Work instructions =>
**a.** In the APK Permission Remover article below, shorten the paragraph that starts "If you choose to edit the permissions in an APK file" into a list of steps. Keep its main facts.
**b.** From the APK Permission Remover article below, reproduce the passage from "Download from Google" up to and including "with Android Marshmallow.", word for word.
**c.** Answer these questions about the APK Permission Remover article below:
(i) Does the app require root?
(ii) How much does the paid version cost?
(iii) Which Android version does it reportedly have issues with?

If you are a privacy or security paranoid but lack technical savvy to tweak your device and banish the privacy-intrusive apps from sneaking into your private data, you can use this little trick. APK Permission Remover is a free Android app with a long track record of happy users. You do not need to be an app developer to use it, although caution is advised, and I will explain why in two minutes.
Download from Google Play Free version | Paid version $2
First things first, this app does not require root. Hence, any Android device can enjoy its magic. However, according to some reports on Google Play, it has some issues with Android Marshmallow.
Easy to use
The app is easy to use. It may need a visual overhaul badly as it seems to be stuck in the early days of Android. But we won’t be using it for its looks, if for its functionality. Launch the app, and see how it lets you either edit the permissions of any APK file you have in your storage, or any app you have installed on your device.
If you choose to edit the permissions in an APK file, the process is straightforward – tap the APK (you will need to find it using the APK Permission Remover file browser). The app will open up a window, similar to the ones you see on Google Play when you view the app permissions. Only this time you will have the power to change that green check next to a permission to a red cross, and banish the app from, say, auto-starting at device boot. Tap edit and install, and APK Permission Remover will complete the job – edit the permissions, and launch the app installation. You will be presented with a window with the edited app permissions, which you need to agree to. Once the installation completes, you can launch the app.

Data lines =>

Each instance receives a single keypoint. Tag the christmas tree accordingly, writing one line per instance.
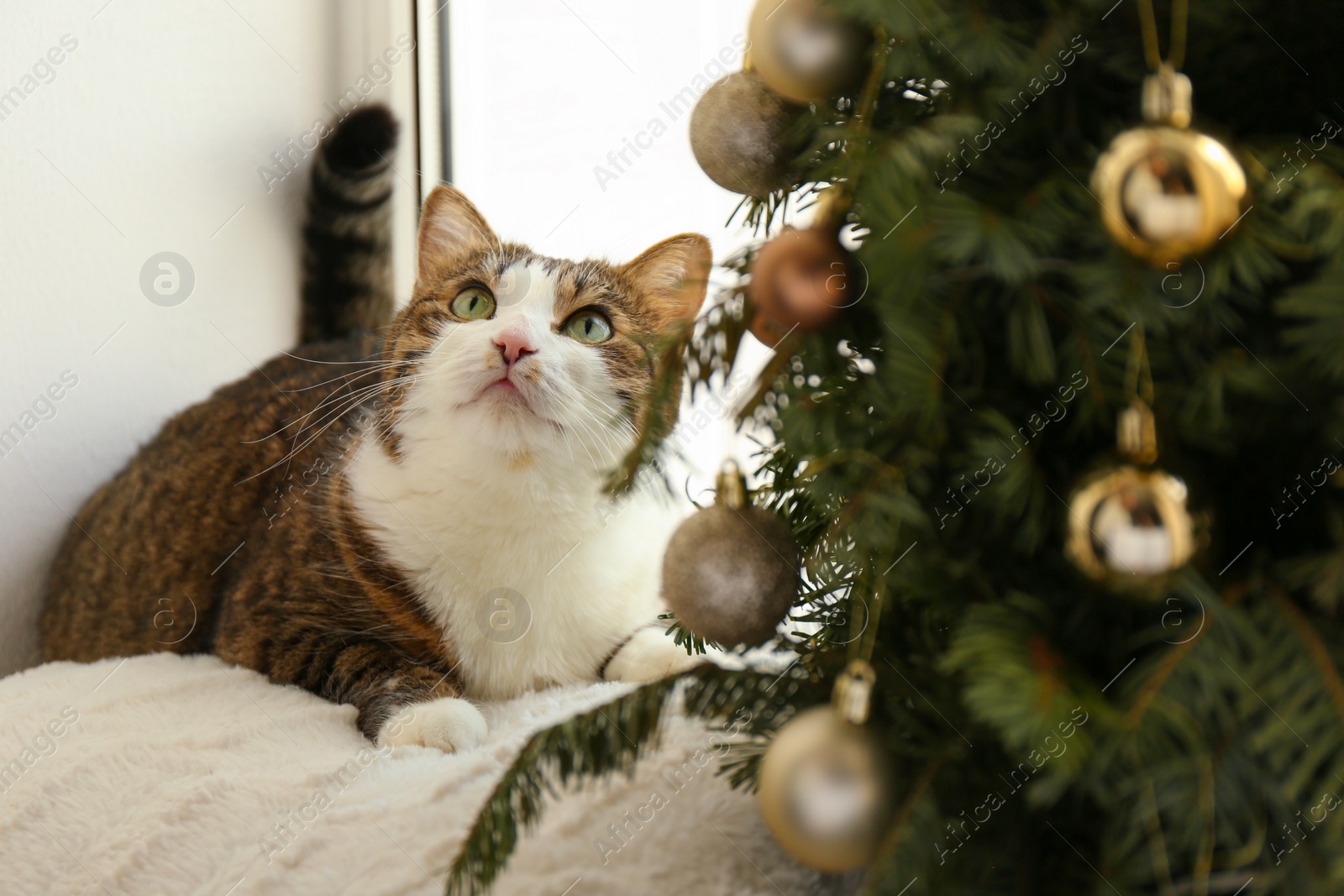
(1101, 665)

Solutions to the problems =>
**a.**
- Use the app's file browser to find the APK file, then tap it.
- A window opens that looks like the Google Play permissions view. In it, you can change a permission's green check to a red cross, for example to stop the app from auto-starting at device boot.
- Tap edit and install. APK Permission Remover edits the permissions and starts the installation.
- Agree to the window that shows the edited permissions.
- When installation finishes, launch the app.

**b.**
Download from Google Play Free version | Paid version $2
First things first, this app does not require root. Hence, any Android device can enjoy its magic. However, according to some reports on Google Play, it has some issues with Android Marshmallow.

**c.**
(i) No, it does not require root.
(ii) $2.
(iii) Android Marshmallow.